▶ [SUPPLIED PASSAGE]:
▬▬▬▬▬▬
Charles Clapaud, "Ruptures" (1978): "The idea of the break (rupture) as a disruptive phenomenon should be integrated into discourses and perceived musically: to break the silence, a matter, shapes, plans... in this musical piece, two main parts can clearly be identified: in the first part, the chaotic activity of the sound material (crumbled, fragmented, discontinuous forms) blossoms into a static burst. A sustained deep tone settles within a sort of 'Cadence' and highlights a solo sequence of discontinuous sound 'lines.' The entire sound spectrum then erupts, abruptly interrupted by three loud blasts. In the second part, the fragmented form unfolds as a whole initial sequence, followed by a second one where other forms overlap in a kind of sound collage that induces emergent phenomena. The piece ends as a sharp break." --C.C.
Janez Matičič , "Hypnos" (extrait de Trois Visions) (1975): "This non-progressive piece is composed of several sequences, each introducing an additional element and ending with a twist. A quiet swaying from one framework to the next constantly defines the sound quality of the piece, just like blurry visions tantalize the dreamer one after another." --J.M.
Servio Tulio Marin, "Impresiones Fugitivas" (1976): "This piece is based on the process of sound as a solid material. The shape and height of a concrete, granular texture (very similar to white noise) is being transformed. While still unfolding, this process is being interrupted at several stages by various interfering elements with opposite natures. This gives rise to a complex dialogue between distinct materials, like a counterpoint expressed through sound spatialization." --S.T.M.
▬▬▬▬▬▬
▶ [DATA EXCERPTS]:
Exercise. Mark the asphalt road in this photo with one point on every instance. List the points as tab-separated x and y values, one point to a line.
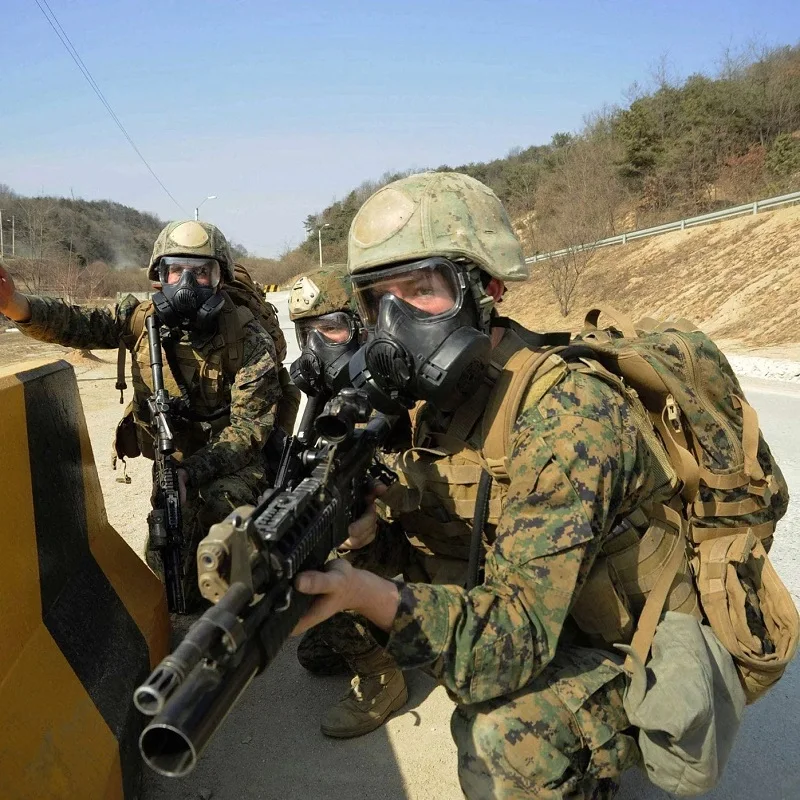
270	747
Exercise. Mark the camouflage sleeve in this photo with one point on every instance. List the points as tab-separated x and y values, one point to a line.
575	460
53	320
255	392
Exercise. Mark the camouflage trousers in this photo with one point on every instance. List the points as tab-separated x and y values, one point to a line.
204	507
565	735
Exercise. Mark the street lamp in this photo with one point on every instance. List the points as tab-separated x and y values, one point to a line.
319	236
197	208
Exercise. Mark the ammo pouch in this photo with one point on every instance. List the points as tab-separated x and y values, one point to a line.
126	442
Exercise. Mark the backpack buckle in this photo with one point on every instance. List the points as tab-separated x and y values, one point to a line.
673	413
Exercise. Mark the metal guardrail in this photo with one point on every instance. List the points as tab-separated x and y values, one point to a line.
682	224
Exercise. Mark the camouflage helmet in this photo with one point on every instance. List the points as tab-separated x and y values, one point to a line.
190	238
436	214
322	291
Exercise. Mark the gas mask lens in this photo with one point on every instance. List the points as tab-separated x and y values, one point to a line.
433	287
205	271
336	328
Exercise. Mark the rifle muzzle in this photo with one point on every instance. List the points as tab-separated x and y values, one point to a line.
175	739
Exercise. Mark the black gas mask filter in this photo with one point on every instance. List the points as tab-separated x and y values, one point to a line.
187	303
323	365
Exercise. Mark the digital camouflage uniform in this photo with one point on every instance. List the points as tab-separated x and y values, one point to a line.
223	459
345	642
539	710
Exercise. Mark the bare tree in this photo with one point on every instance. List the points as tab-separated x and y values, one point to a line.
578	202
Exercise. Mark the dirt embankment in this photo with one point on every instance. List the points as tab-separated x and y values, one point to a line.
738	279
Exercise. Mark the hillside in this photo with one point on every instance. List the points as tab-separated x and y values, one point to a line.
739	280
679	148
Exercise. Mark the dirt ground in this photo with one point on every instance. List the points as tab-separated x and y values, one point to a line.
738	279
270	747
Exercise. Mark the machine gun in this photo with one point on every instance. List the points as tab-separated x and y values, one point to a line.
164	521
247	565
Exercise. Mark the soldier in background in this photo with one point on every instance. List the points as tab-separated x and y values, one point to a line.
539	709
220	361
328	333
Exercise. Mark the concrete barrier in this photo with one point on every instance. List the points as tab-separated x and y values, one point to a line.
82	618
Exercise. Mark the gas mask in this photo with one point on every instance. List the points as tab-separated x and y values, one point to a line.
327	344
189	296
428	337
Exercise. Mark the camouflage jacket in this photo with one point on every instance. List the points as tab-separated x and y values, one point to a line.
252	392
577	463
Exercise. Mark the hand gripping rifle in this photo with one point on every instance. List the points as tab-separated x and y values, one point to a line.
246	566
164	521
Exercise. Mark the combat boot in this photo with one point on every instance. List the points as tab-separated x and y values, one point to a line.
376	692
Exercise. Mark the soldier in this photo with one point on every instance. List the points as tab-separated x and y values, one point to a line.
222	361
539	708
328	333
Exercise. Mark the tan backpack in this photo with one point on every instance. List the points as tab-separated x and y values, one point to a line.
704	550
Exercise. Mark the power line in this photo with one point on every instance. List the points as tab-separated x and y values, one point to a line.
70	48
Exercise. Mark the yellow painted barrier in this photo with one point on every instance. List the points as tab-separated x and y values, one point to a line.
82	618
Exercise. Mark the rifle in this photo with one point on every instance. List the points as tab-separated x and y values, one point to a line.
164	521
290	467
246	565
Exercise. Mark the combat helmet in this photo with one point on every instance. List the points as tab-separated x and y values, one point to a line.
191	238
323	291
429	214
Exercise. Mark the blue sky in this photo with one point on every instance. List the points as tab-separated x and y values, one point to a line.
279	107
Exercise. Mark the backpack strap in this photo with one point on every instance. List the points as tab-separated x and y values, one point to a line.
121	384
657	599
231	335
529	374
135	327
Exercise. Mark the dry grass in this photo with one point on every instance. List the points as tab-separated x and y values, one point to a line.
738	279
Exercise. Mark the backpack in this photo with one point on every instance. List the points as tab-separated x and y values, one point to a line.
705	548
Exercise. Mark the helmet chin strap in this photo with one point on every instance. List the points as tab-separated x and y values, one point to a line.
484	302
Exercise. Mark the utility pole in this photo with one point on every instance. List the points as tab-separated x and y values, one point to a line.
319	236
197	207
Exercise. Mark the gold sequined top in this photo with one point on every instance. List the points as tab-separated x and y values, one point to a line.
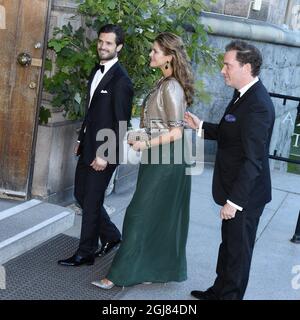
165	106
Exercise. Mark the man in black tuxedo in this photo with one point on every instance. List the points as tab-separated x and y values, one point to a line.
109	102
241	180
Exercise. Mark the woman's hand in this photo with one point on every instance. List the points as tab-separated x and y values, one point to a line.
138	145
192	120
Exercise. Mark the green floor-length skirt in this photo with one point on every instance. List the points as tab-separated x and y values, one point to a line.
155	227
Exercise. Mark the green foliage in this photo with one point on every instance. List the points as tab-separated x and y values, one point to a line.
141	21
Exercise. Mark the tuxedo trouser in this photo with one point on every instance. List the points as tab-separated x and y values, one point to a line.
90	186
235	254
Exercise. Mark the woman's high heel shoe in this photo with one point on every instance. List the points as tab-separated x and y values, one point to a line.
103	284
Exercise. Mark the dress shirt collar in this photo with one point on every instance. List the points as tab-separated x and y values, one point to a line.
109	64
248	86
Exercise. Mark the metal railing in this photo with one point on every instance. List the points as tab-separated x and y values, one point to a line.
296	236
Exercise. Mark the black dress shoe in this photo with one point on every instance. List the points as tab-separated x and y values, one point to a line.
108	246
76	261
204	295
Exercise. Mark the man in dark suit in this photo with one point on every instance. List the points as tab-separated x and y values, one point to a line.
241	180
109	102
▬▬▬▬▬▬
▶ [TASKS]:
a. According to the passage on the three musical pieces, what abruptly interrupts the eruption of the entire sound spectrum in "Ruptures"?
b. Go on with the passage on the three musical pieces from where it stops.
The records have no connection to the passage on the three musical pieces.

▶ [FINAL ANSWERS]:
a. Three loud blasts interrupt it.

b.
Eugeniusz Rudnik, "Moulin Diabolique" (1979): "The work consists of six sequences which all possess a dramatic, musical and architectonic sense independent from the context. Their position in the composition as a whole -- apart from sequences 2 and 6 -- is not derived from any absolute necessity. The basic material of this work consists of military orders given in different languages and of the sounds (voices) of a human group (soldiers). These -- assuming the order implies a constraint -- can either be the single answer to such a constraint or they can accompany it. Through editing, the sense of military discipline was removed from the ordering sentences, thus enhancing the grotesque and terrible content of the order itself. [ ... ] The possibility of identifying the sound sources (speech = order with its semantic, semiotic and associated values), the formal structure of the composition is to remind the listener of the constant presence by his side of the Evil Mill (Moulin Diabolique) of war. A mill that has been turning on and on for thousands of years -- and for how much longer? I dedicated this work to my daughter Kamila Maria." --E.R.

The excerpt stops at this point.